Please print every record below exactly as it appears.

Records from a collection
+--

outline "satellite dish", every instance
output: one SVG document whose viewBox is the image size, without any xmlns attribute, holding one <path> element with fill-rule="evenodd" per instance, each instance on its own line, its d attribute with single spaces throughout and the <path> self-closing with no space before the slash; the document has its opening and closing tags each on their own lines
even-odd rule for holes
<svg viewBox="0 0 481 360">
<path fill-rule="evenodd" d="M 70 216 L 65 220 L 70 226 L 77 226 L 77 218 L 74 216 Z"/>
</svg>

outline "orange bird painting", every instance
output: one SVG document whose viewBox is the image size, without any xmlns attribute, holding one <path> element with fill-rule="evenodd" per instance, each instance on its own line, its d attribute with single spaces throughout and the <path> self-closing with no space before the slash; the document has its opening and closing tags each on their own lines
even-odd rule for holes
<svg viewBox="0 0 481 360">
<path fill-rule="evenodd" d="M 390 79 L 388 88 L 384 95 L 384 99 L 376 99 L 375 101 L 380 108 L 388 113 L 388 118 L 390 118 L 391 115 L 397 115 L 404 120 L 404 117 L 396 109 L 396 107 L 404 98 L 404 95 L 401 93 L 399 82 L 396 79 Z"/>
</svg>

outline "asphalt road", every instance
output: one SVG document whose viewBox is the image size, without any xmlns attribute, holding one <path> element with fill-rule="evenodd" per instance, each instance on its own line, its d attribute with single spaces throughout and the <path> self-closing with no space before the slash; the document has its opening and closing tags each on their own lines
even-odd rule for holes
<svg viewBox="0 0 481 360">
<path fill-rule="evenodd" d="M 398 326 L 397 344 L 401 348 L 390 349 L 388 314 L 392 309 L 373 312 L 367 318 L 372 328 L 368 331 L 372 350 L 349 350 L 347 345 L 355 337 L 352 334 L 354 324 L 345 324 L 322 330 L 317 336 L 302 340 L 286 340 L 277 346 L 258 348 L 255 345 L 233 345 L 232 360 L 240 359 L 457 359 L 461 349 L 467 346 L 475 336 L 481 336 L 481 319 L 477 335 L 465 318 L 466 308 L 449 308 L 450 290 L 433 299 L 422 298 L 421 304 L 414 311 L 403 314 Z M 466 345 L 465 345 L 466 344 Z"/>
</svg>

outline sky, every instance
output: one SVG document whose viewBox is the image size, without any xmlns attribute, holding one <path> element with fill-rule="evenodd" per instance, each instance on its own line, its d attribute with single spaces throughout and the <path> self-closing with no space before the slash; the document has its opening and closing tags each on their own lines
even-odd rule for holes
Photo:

+--

**Written response**
outline "satellite dish", every instance
output: one SVG document whose viewBox is the image size, without any xmlns attribute, holding one <path> element with fill-rule="evenodd" per instance, each instance on its own line, its d attribute with single spaces throughout and the <path> self-closing with no space before the slash; the document has its opening and closing tags each on their own lines
even-odd rule for holes
<svg viewBox="0 0 481 360">
<path fill-rule="evenodd" d="M 70 216 L 65 220 L 70 226 L 77 226 L 77 218 L 74 216 Z"/>
</svg>

outline "orange bird painting", every instance
output: one SVG document whose viewBox is the image size, without any xmlns attribute, holding one <path> element with fill-rule="evenodd" per instance, each instance on its own line, its d attribute with single spaces throughout and the <path> self-closing with no space before the slash; the document has its opening and closing tags each on their own lines
even-odd rule for holes
<svg viewBox="0 0 481 360">
<path fill-rule="evenodd" d="M 390 79 L 388 88 L 384 95 L 384 99 L 376 99 L 375 101 L 380 108 L 388 113 L 388 118 L 390 118 L 391 115 L 397 115 L 404 120 L 404 117 L 396 109 L 396 107 L 404 98 L 404 95 L 401 93 L 399 82 L 396 79 Z"/>
</svg>

outline "asphalt road", every instance
output: one SVG document whose viewBox is the image size, without any xmlns attribute, holding one <path> element with fill-rule="evenodd" per instance, each instance on its own line, its d attribute with single spaces throughout and the <path> self-closing with no space before the slash; the document has its opening and closing tags each on their own lines
even-odd rule for holes
<svg viewBox="0 0 481 360">
<path fill-rule="evenodd" d="M 398 326 L 397 344 L 401 348 L 390 349 L 388 314 L 392 309 L 373 312 L 367 318 L 372 328 L 368 331 L 372 350 L 349 350 L 347 345 L 355 337 L 352 334 L 354 324 L 345 324 L 322 330 L 317 336 L 302 340 L 286 340 L 277 346 L 258 348 L 255 345 L 233 345 L 232 360 L 240 359 L 457 359 L 461 349 L 467 346 L 475 336 L 481 336 L 481 319 L 477 335 L 465 318 L 466 308 L 449 308 L 450 290 L 433 299 L 422 298 L 421 304 L 414 311 L 403 314 Z M 466 345 L 465 345 L 466 344 Z"/>
</svg>

outline sky, every instance
output: one SVG document whose viewBox is the image size, without any xmlns attribute, holding one <path> element with fill-rule="evenodd" per instance, each instance on its own line, its d attribute with single spaces throughout and the <path> self-closing with no space before the slash; the document has its opening and closing tags each on their own lines
even-odd rule for holes
Photo:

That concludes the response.